→ **PROBLEM DETAILS**:
Retype the records below exactly as they appear, but leave out any pictures.

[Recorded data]
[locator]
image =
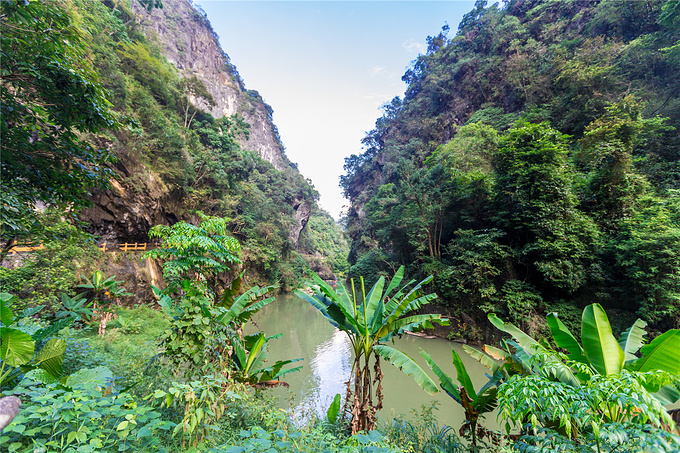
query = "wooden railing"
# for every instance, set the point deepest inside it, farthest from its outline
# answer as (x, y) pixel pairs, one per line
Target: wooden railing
(129, 247)
(25, 248)
(104, 247)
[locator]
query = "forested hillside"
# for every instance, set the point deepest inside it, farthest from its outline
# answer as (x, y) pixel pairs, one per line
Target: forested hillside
(99, 124)
(532, 165)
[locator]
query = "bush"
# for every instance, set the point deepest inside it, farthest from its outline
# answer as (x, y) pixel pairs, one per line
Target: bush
(84, 419)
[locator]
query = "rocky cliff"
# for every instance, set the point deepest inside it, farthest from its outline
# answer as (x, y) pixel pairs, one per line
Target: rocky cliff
(189, 43)
(139, 197)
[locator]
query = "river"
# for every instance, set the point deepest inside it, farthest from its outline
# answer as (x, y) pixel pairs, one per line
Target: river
(326, 365)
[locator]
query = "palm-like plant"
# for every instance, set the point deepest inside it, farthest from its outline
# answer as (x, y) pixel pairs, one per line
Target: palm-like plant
(102, 292)
(248, 358)
(475, 404)
(369, 321)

→ **WRITTEN REPLY**:
[locator]
image =
query = "wooden railing"
# for every instance, set the point deepest inside it, farthest from its outline
# answer as (x, y) pixel pairs, one per line
Target: wooden railing
(129, 247)
(25, 248)
(104, 247)
[locator]
query = "forested hillside"
# for every instance, set the point deepest inside it, farthest from its outline
# answer as (x, y) pixel pairs, one per line
Target: forested hillside
(99, 124)
(532, 165)
[locator]
query = "bush"
# for every instance, set the point deepest inside it, farthest from its outline
# answer as (x, y) pixel pairs, one per line
Target: bush
(84, 419)
[locator]
query = "rocky cliff"
# for every instance, set the point deepest inside it, farthest from its outline
# answer as (x, y) pixel pairs, one per line
Target: rocky cliff
(189, 43)
(139, 197)
[locator]
query = "river"
# for every instance, set the point deepest inside it, farthest from its outline
# answer as (x, y) pixel pairs, one per line
Target: river
(326, 365)
[locator]
query = "palm-like plant"
# for every instance, set the point deepest inside it, farthest from its outline
# answer as (x, y) pixel pairs, one per line
Target: palm-like plant
(102, 292)
(248, 358)
(475, 404)
(369, 321)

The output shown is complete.